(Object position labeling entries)
::::

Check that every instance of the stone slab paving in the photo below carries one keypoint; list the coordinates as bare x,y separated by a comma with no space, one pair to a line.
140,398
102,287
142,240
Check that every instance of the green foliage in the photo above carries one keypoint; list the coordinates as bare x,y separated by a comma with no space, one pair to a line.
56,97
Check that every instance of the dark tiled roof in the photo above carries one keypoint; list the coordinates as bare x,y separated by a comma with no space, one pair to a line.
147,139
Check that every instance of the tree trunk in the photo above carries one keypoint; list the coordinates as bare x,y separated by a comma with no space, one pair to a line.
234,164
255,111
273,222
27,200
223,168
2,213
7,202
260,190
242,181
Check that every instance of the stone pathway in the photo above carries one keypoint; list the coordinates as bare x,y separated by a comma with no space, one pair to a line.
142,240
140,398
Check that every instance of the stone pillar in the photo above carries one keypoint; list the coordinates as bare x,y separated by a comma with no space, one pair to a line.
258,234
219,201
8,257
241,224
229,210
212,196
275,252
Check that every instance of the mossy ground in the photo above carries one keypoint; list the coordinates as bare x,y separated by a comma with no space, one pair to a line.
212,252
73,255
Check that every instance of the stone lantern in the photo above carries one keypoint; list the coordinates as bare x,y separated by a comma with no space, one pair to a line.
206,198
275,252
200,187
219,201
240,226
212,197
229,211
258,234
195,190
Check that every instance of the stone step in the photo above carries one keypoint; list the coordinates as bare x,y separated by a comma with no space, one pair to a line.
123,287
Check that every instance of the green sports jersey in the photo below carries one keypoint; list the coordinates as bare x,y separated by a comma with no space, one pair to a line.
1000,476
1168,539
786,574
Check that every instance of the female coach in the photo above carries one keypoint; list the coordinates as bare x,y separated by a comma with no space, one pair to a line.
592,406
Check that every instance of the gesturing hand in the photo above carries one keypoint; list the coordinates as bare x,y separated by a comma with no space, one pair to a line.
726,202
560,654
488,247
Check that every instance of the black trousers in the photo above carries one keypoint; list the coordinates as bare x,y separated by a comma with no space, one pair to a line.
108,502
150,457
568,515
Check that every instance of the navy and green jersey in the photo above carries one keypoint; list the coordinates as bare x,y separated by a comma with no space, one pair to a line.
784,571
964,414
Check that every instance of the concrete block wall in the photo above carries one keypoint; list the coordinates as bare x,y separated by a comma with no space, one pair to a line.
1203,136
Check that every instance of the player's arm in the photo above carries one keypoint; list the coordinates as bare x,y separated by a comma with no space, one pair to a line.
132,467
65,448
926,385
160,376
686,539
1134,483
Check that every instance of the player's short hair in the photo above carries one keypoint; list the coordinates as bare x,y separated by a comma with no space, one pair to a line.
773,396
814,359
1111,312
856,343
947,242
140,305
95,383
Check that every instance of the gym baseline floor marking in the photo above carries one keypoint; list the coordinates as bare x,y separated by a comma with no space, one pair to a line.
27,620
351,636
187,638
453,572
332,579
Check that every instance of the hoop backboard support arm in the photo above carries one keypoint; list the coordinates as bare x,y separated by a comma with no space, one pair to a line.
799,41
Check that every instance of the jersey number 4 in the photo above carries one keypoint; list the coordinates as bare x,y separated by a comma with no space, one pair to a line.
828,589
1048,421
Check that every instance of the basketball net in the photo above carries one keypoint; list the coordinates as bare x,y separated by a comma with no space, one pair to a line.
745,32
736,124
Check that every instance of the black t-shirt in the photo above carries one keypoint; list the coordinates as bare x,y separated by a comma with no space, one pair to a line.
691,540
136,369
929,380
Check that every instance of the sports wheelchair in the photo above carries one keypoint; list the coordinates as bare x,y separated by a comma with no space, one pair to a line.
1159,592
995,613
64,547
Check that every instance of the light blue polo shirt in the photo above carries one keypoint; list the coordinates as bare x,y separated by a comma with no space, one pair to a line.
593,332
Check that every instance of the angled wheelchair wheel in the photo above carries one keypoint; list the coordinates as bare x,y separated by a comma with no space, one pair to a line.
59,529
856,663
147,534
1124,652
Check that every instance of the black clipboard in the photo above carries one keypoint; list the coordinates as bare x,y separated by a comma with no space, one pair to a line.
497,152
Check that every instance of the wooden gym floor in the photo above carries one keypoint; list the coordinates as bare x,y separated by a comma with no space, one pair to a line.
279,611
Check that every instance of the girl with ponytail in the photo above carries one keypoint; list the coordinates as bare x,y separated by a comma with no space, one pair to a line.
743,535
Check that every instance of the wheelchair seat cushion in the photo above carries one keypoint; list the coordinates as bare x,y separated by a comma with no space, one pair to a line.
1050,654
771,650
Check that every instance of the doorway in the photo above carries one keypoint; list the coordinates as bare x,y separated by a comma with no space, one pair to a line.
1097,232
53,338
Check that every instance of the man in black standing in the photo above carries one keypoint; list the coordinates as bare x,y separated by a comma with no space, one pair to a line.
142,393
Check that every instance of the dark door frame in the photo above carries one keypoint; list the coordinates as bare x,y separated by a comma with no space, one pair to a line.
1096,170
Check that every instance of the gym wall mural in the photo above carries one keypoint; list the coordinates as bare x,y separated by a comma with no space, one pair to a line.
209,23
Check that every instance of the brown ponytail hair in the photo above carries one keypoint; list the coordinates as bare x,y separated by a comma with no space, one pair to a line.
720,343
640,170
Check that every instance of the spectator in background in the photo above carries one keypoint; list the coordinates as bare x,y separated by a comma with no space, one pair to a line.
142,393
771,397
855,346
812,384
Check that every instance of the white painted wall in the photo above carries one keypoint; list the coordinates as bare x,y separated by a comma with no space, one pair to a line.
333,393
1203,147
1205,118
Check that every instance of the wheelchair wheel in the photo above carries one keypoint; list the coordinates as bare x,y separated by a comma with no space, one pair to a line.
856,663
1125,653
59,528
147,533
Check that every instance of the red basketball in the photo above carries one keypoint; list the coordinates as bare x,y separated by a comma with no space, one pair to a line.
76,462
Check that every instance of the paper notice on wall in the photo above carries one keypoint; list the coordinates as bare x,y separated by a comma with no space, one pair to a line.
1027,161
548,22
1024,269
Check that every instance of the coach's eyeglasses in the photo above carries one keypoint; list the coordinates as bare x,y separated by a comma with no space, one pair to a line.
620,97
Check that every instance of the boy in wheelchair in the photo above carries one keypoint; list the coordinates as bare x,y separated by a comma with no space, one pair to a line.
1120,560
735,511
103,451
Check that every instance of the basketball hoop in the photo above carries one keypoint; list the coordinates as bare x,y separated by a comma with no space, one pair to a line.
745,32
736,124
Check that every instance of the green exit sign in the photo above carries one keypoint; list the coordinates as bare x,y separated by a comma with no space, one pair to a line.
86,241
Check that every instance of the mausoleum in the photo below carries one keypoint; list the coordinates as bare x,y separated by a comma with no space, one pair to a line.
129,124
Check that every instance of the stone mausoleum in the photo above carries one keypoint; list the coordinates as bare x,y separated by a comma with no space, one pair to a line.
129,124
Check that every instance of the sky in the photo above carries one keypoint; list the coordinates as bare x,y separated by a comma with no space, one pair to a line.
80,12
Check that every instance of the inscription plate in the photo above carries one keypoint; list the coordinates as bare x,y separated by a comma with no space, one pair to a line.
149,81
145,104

::::

_What is being asked_:
Exactly and only the lines from the one containing "Check that every instance of the coach's" through the end of the material are to be reproduced, both ends included.

_Reply to the exercise_:
Check that every instance of the coach's eyeglasses in the photo above carries one keypoint; list the coordinates as bare x,y separated by a comma with no space, one pair to a line.
620,97
Check that every instance of the boy in wheelchair in the photo above carries one keypoint; list the coordinates as bare x,y separated by a comma with no space, one pair to a line.
1120,560
735,511
103,451
Check that every instance of the basketball hoop in the photo above carries one keypoint; list the coordinates as bare x,y separated by a comma with no space, one pair to a line.
745,32
736,124
Check that every instance of the green exit sign in the photo above carries one keypoint; list the coordinates as bare x,y separated by a comma with no space, one pair to a line.
86,241
Check that every instance of the mausoleum in the photo below carries one keypoint; list the coordinates as bare x,y separated by a comma with no space, one pair to a line.
129,124
Check that every instance of the stone mausoleum in the photo above carries one keypoint; list the coordinates as bare x,y separated by a comma with no space, one pair to a line.
129,124
Check that every instance of the sky in the photo above carries one keypoint; list the coordinates as bare x,y separated by a comma with no space, one pair to a line.
80,12
Check that every instance of the inscription plate in the photo above carries one keypoint; list the coordinates as bare x,y separated by a comma with no space, one pair to a line.
149,81
145,104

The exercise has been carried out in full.